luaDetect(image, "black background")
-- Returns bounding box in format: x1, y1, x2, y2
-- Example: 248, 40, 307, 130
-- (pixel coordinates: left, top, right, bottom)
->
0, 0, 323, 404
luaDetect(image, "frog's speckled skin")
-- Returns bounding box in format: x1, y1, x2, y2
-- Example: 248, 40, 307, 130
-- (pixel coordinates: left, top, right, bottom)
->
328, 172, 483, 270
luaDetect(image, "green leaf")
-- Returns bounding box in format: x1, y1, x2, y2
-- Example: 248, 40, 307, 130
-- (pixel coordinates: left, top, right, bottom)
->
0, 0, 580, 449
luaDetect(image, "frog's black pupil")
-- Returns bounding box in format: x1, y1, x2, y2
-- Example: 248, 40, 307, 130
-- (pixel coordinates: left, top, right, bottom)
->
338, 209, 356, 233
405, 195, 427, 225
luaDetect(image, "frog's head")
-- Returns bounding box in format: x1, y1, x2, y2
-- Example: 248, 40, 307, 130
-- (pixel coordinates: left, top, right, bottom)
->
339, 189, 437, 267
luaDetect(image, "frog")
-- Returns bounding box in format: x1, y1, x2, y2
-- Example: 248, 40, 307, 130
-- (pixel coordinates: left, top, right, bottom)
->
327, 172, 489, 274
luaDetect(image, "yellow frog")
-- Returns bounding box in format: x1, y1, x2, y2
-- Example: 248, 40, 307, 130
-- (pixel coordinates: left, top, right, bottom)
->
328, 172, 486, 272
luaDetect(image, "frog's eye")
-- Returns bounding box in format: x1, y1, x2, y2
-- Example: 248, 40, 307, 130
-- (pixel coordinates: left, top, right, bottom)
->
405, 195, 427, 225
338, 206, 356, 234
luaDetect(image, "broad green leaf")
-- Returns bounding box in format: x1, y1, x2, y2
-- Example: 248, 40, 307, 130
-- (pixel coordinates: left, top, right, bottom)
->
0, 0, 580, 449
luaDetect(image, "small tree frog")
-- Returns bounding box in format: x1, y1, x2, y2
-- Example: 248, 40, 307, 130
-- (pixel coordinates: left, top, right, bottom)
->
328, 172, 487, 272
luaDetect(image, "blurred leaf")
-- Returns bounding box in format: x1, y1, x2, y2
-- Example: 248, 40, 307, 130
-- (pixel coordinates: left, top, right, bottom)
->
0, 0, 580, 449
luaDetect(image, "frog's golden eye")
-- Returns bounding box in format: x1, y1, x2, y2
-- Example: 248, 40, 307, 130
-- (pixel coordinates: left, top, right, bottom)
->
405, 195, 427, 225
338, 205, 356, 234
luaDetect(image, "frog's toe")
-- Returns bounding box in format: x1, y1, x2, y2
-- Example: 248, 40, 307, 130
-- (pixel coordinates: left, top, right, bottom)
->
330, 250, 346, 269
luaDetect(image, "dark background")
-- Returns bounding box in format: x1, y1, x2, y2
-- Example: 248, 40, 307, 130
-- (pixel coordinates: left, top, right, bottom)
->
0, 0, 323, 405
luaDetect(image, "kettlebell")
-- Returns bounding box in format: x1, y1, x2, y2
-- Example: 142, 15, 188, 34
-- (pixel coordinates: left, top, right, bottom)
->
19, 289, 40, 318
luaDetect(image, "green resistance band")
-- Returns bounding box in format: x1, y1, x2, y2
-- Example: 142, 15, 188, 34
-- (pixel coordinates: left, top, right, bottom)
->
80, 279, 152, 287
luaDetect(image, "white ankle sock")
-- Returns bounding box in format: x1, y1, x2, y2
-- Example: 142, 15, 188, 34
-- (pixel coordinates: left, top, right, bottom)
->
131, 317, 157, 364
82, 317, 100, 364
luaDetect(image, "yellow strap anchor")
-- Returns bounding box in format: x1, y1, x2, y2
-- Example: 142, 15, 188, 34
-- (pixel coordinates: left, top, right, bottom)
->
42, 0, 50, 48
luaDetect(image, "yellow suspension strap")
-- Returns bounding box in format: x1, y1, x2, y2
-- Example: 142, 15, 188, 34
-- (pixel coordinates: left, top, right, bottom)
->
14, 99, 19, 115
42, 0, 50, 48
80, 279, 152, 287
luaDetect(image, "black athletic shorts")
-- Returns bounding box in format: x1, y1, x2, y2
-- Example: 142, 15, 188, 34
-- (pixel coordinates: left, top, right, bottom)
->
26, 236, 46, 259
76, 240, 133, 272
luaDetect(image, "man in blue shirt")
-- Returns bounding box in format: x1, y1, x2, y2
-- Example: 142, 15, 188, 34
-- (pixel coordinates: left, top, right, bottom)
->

◆ ◆ ◆ ◆ ◆

## Stated goal
Starting at the first line and ending at the line that contains "328, 172, 483, 270", rewrite these lines in full, requests included, and rescale every bounding-box coordinate in the answers by 1.45, rounding to whole numbers with halves rounded up. Leave the numbers in the requests and their format samples as they are.

## Reply to the task
luaDetect(image, "black background")
-- Returns bounding box in format: x1, y1, x2, y2
-- Example: 248, 40, 307, 130
-- (pixel coordinates: left, top, right, bottom)
->
0, 0, 468, 586
luaDetect(image, "frog's speckled skin")
-- Returns bounding box in format: x1, y1, x2, y2
-- Example: 248, 40, 307, 130
-- (pixel coordinates: left, top, right, bottom)
->
476, 249, 700, 392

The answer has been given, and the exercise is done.